### WORK TO BE COMPLETED
Print, exactly as they appear in the listing below, the lines from the line with "Target: cactus spine" to the line with "Target: blue sky", with both end lines kept.

### RECORDS PROVIDED
========

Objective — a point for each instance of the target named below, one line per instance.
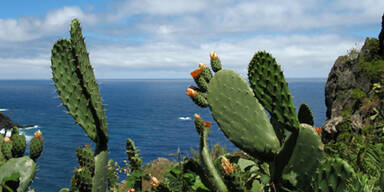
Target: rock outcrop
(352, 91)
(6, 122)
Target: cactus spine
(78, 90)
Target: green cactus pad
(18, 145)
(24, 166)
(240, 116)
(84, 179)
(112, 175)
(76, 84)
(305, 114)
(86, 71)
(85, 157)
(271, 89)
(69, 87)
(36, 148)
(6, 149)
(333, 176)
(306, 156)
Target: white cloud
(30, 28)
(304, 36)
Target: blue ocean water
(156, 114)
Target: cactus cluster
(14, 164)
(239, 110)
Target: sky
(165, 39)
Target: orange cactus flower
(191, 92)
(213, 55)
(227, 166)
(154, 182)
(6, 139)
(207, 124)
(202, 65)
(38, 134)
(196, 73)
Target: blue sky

========

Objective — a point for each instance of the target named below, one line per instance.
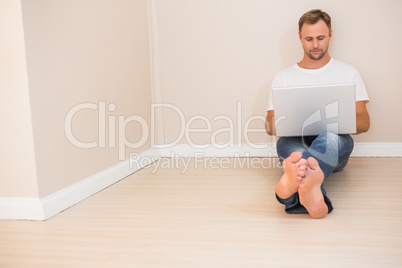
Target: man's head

========

### TASK RESULT
Target: cactus spine
(78, 90)
Target: green cactus pad
(18, 145)
(24, 166)
(240, 116)
(84, 179)
(112, 175)
(76, 84)
(305, 114)
(86, 71)
(85, 157)
(271, 89)
(69, 87)
(36, 148)
(6, 149)
(333, 176)
(306, 156)
Target: white cloud
(30, 28)
(304, 36)
Target: blue ocean water
(156, 114)
Target: cactus cluster
(14, 164)
(239, 110)
Target: sky
(165, 39)
Target: orange cactus flower
(191, 92)
(213, 55)
(227, 166)
(154, 182)
(6, 139)
(207, 124)
(202, 65)
(38, 134)
(196, 73)
Target: blue sky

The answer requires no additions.